«Я есть текст. Мой автор умер». Интервью с Константином Богомоловым
О Константине Богомолове в 2019 году говорили много и страстно, пытаясь разгадать его моральные ориентиры и политическое кредо. Либеральное крыло фейсбука задела последовательная защита Богомоловым городских властей и критика летних протестов; театралы обсуждали его назначение худруком Театра на Малой Бронной и шумную премьеру «Нормы»; сплетники и светские телеграм-каналы — эпатажную свадьбу с Ксенией Собчак на катафалке и чего только не. Но что о своем публичном образе думает сам Константин Юрьевич?
По просьбе BURO. с Богомоловым встретился журналист и начинающий режиссер Сергей Яковлев, чтобы поговорить о связи реального и абсурдистского, деле Павла Устинова и популярности Сорокина. На десерт — ответ на вопрос, чему Богомолова научила супруга.
Есть ощущение, что за последние несколько лет вы как будто прожили несколько разных жизней, превращая свою повседневность в постоянный хеппенинг. Как вы еще способны отделять реальность от абсурда?
Это большой и сложный разговор. Личный путь и некая игра в моей жизни заплелись в косичку. Но я не могу сказать вам, что они перестали быть раздельными.

§ Сохранённые данные

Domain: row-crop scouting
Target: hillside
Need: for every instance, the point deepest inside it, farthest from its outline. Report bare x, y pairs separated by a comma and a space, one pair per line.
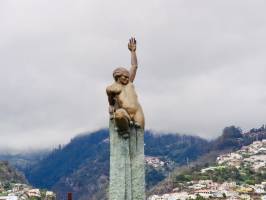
82, 166
236, 175
9, 174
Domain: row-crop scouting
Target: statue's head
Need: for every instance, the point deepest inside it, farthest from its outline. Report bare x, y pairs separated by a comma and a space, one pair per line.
121, 75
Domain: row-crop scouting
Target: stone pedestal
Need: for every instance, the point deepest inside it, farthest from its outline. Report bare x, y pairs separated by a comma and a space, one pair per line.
127, 170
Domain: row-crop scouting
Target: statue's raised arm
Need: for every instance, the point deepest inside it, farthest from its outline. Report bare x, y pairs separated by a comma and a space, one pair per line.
132, 46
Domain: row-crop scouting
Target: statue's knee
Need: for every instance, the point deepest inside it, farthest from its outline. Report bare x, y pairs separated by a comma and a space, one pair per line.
121, 113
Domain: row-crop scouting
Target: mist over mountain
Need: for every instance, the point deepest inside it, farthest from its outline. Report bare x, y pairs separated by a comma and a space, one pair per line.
82, 166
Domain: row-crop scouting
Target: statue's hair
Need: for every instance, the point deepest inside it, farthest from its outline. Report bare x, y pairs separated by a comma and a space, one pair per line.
119, 72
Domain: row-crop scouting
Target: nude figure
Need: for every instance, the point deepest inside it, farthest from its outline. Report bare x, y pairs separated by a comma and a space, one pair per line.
124, 106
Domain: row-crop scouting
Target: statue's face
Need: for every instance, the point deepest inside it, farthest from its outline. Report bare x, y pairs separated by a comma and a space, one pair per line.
123, 80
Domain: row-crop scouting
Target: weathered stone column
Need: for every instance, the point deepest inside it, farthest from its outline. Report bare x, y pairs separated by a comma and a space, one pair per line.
127, 172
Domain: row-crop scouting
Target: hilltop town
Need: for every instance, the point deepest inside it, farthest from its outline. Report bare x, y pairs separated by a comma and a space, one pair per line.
236, 175
19, 191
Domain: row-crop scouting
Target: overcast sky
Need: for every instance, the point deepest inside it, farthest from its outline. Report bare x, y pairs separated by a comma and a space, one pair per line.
202, 65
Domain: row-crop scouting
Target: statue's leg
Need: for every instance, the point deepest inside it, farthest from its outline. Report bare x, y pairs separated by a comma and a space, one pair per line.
122, 121
136, 151
139, 118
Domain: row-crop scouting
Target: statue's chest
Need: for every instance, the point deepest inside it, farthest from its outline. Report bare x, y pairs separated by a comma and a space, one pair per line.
127, 93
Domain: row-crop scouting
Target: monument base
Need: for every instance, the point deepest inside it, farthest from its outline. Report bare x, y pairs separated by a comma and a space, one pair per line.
127, 170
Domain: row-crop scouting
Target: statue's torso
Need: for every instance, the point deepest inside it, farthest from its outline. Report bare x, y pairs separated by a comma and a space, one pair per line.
127, 98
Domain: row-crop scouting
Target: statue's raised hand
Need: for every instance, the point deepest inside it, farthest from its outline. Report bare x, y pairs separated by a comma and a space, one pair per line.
132, 44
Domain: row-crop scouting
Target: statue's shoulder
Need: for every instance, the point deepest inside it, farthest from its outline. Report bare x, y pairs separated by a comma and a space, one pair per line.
115, 88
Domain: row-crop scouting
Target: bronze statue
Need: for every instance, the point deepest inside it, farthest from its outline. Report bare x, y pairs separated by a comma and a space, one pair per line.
124, 107
126, 127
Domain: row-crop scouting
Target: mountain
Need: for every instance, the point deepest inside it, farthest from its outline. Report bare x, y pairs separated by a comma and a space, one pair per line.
21, 161
8, 174
82, 166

§ Задание 1
Перепишите слово в слово часть интервью с Константином Богомоловым, начиная с «Это большой и» и до «перестали быть раздельными.» включительно.
§ Задание 2
Продолжите интервью с Константином Богомоловым, начав сразу после его последнего предложения.

§ Ответ 1
Это большой и сложный разговор. Личный путь и некая игра в моей жизни заплелись в косичку. Но я не могу сказать вам, что они перестали быть раздельными.

§ Ответ 2
Мне интересен момент, который заставляет вас вдруг включиться в реальность, понять, что есть и обычная жизнь.
Вы хотите игры в искренность? Я могу в нее сыграть. Но это будет игра, понимаете? Потому что это интервью, это умножение лукавства, и получить ответ обо мне настоящем или ненастоящем вы не можете. Вирус не может сам себя лечить. Мозг не может рефлексировать сам себя. Потому что мозг — биологическая структура. Может ли биологическая структура отрефлексировать саму себя? Вряд ли. Ведь не факт, что рефлексия — это не часть деятельности этой биологической структуры: мы же не можем отделиться от собственного мозга.
Так что собирать информацию обо мне лучше из наблюдений, чем от первоисточника. Ну, или спросить других, хотя и это сомнительно, потому что я ни с кем особо не дружу. Для других людей я текст. Как они текст считывают — это их дело. Бессмысленно текст спрашивать, про что он. Текст будет молчать в ответ. Ваше дело его понимать. Это похоже на мою задачу как режиссера: как взять пьесу и, не спрашивая у автора, который уже мертв, проанализировать текст, найти в нем что-то, что я про этот текст думаю. По сути, я есть текст. Мой автор умер. Вам не у кого спросить. И то, что вы читаете во мне, — это в существенной степени еще и про вас.
Не много ли в вашей жизни Сорокина? (Богомолов поставил «Теллурию» в Театре на Таганке, снял фильм «Настенька» по рассказу Сорокина, который почти готов, как худрук курировал премьеру «Нормы». — Прим. BURO.) Вообще, почему он снова так активно вернулся в 2019 году?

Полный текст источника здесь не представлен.